[Dataset rows]
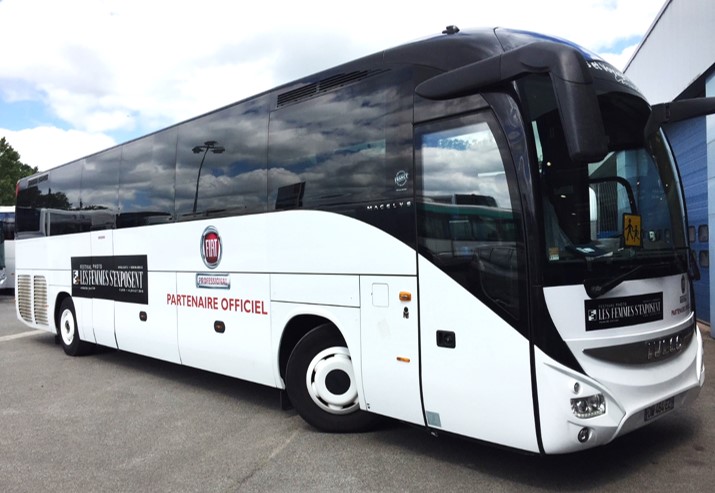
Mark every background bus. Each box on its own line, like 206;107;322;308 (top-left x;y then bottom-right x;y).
0;206;15;290
16;26;707;453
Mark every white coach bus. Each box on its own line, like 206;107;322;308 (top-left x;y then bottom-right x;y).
0;205;15;289
17;26;713;454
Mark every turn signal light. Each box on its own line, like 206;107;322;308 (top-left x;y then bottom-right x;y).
571;394;606;418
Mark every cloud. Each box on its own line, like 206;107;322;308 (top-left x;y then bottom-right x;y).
0;127;116;171
0;0;660;171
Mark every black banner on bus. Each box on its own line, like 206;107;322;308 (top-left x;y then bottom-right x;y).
72;255;149;305
584;293;663;330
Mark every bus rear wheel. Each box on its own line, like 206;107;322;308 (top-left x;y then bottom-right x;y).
286;324;378;433
59;298;94;356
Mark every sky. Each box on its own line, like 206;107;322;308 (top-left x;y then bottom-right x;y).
0;0;665;170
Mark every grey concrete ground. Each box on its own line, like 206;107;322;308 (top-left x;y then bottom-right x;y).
0;295;715;493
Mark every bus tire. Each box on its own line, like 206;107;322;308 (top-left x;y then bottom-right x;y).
58;298;94;356
286;323;378;433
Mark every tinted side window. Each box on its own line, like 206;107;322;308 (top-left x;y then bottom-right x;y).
45;159;85;236
416;112;526;323
268;73;411;209
268;69;415;246
176;98;268;220
117;128;177;228
15;173;50;238
80;147;121;231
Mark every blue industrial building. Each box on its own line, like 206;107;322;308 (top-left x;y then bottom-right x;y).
625;0;715;337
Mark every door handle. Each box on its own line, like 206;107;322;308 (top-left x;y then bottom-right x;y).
437;330;457;349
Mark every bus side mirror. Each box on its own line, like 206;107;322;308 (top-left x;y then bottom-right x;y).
644;98;715;140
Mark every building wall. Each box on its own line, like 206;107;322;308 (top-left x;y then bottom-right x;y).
708;73;715;337
624;0;715;103
666;118;711;323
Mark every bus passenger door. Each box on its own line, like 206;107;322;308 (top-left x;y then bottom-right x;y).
360;276;424;425
415;108;538;451
89;229;117;349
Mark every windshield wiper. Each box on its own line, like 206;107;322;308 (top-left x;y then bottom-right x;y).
583;265;645;299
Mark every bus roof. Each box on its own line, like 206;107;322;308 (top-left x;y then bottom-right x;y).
16;26;616;180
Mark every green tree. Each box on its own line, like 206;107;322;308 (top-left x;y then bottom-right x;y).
0;137;37;205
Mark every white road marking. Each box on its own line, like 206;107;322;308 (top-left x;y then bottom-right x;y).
0;330;42;342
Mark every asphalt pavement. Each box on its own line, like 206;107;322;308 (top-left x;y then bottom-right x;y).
0;293;715;493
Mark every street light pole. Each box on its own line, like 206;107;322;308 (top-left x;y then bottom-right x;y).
191;140;226;214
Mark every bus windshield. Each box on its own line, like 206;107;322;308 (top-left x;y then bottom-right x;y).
527;75;687;286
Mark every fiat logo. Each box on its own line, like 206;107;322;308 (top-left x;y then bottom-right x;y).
201;226;222;269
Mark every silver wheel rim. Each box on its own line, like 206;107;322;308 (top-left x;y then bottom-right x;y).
305;347;359;414
60;310;75;346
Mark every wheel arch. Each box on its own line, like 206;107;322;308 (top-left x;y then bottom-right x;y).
278;314;347;381
52;291;77;336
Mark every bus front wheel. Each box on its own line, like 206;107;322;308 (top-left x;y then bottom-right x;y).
286;324;377;433
59;298;93;356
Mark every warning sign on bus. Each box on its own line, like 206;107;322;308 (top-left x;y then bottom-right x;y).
623;214;643;247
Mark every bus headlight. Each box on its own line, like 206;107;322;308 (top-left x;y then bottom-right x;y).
571;394;606;418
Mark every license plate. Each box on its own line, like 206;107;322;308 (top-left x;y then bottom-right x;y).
645;397;675;421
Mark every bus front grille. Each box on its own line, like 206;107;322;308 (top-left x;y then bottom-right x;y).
32;276;48;325
16;274;49;325
16;274;34;323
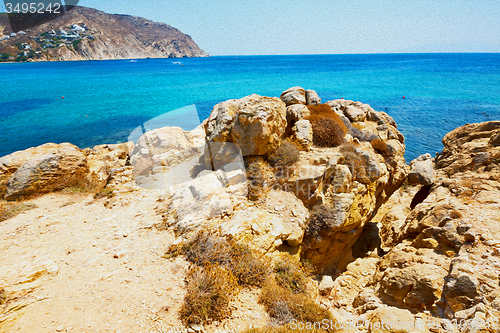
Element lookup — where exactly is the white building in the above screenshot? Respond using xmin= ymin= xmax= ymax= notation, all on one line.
xmin=71 ymin=24 xmax=85 ymax=31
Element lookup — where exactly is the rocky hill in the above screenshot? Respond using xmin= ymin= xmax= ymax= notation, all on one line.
xmin=0 ymin=87 xmax=500 ymax=333
xmin=0 ymin=7 xmax=208 ymax=61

=== WORK REQUIRED ===
Format every line of the listing above as a JSON array of strings, one string per line, with blank lines omitted. Exclude the pictures from the output.

=== ANSWER TO THE TASK ===
[
  "Mark every background bus. Each box on its own line, like 206;107;322;308 (top-left x;y then bottom-right x;y).",
  "0;206;15;290",
  "16;26;707;453",
  "Mark every white coach bus. Each box on its own line, like 206;107;322;308 (top-left x;y then bottom-right x;y).",
  "0;205;15;289",
  "17;26;713;454",
  "Mark every turn signal light. Each box on its own line, like 206;107;322;308 (top-left x;y then bottom-right x;y).",
  "571;394;606;418",
  "Mark every cloud. Each box on its own line, like 206;107;322;308 (top-left x;y then bottom-right x;y).",
  "0;127;116;171",
  "0;0;660;171",
  "Mark every black banner on bus. Each box on its own line, like 206;107;322;308 (top-left x;y then bottom-right x;y).",
  "72;255;149;305",
  "584;293;663;330",
  "Mark every bus rear wheel. Each box on its own line, like 206;107;322;308 (top-left x;y then bottom-right x;y).",
  "286;324;378;433",
  "59;298;94;356",
  "Mark every sky. Each box on its own line, like 206;107;322;308 (top-left x;y then bottom-right x;y).",
  "0;0;665;170",
  "Mark every grey concrete ground. Each box on its own line, like 206;107;322;308 (top-left x;y then bottom-right x;y).",
  "0;295;715;493",
  "Mark every bus tire. Each box on its own line, like 206;107;322;308 (top-left x;y then bottom-right x;y).",
  "58;298;94;356",
  "286;323;378;433",
  "Mark every tinted side window. Each box on its own line, like 206;107;322;308 (top-left x;y then bottom-right x;y).",
  "45;159;85;236",
  "416;112;526;323",
  "268;73;411;209",
  "268;69;415;246",
  "176;98;268;220",
  "117;128;177;228",
  "15;173;50;238",
  "80;147;121;231",
  "Mark every blue industrial building. Each box on its own line, like 206;107;322;308 (top-left x;y then bottom-right x;y).",
  "625;0;715;337",
  "Mark every door handle. Each box on its own line, like 206;107;322;308 (top-left x;y then bottom-right x;y).",
  "437;330;457;349",
  "Mark every bus side mirror. Each box on its own line, like 206;107;322;308 (top-left x;y then bottom-right x;y).",
  "644;98;715;140",
  "Mark every building wall. Each box on its own line, like 206;107;322;308 (top-left x;y then bottom-right x;y).",
  "708;73;715;337",
  "624;0;715;103",
  "666;118;711;323",
  "Mark every bus passenger door. Each box on its own line, like 206;107;322;308 (top-left x;y then bottom-right x;y).",
  "360;276;424;425",
  "415;108;538;451",
  "89;229;117;349",
  "Mark every windshield wiper. Each box on its own line, like 206;107;322;308 (top-left x;y then bottom-right x;y).",
  "583;265;645;299",
  "Mark every bus roof. Each box on its own line, like 206;107;322;308 (top-left x;y then bottom-right x;y).",
  "16;26;616;180",
  "Mark every green tree. Each box on its own line, like 206;107;322;308 (top-left x;y then bottom-right x;y).",
  "0;137;37;205",
  "Mark every white road marking. Each box on its own line, like 206;107;322;308 (top-left x;y then bottom-right x;y).",
  "0;330;42;342",
  "Mark every asphalt pavement. Each box on its own line, like 206;107;322;308 (top-left x;y then bottom-right x;y).",
  "0;293;715;493",
  "Mark every street light pole. Each box on its own line, like 206;107;322;308 (top-left x;y then bottom-right x;y).",
  "191;140;226;214",
  "Mark every bus windshield. Each box on its own line, like 206;107;322;308 (top-left x;y then bottom-right x;y).",
  "527;75;687;286",
  "Mark every fiat logo. Each box on its own line, like 206;107;322;308 (top-left x;y then bottom-right x;y).",
  "201;226;222;269",
  "Mark every silver wheel rim. Each box on its own line, like 206;107;322;308 (top-left x;y then bottom-right x;y).",
  "305;347;359;414",
  "60;310;75;346",
  "Mark every wheel arch. Each box on its own line, like 206;107;322;308 (top-left x;y then bottom-right x;y).",
  "278;314;347;381",
  "52;291;77;336",
  "Mark every bus front wheel. Each box on its own line, like 206;107;322;308 (top-left x;y then bottom-right x;y).",
  "286;324;377;433",
  "59;298;93;356",
  "Mark every warning sign on bus. Each box on its own line, like 206;107;322;308 (top-left x;y then bottom-right x;y).",
  "623;214;643;247",
  "Mark every bus headlight. Each box on its own line, like 206;107;322;308 (top-left x;y then bottom-right x;y).",
  "571;394;606;418",
  "Mark every license plate. Each box on its own line, like 206;107;322;308 (top-left x;y then bottom-right x;y).",
  "645;397;675;421",
  "Mark every bus front grille. Each box on its own line, like 206;107;322;308 (top-left x;y then bottom-right x;y).",
  "32;276;48;325",
  "16;274;49;325",
  "16;274;34;323",
  "Element lookup — where exactly is the white building in the above screenshot? Respond using xmin= ymin= xmax= ymax= notation, all on one line.",
  "xmin=71 ymin=24 xmax=85 ymax=31",
  "Element lookup — where exactly is the rocky hill in the above screenshot? Respond using xmin= ymin= xmax= ymax= notation, all on one line.",
  "xmin=0 ymin=87 xmax=500 ymax=333",
  "xmin=0 ymin=7 xmax=208 ymax=61"
]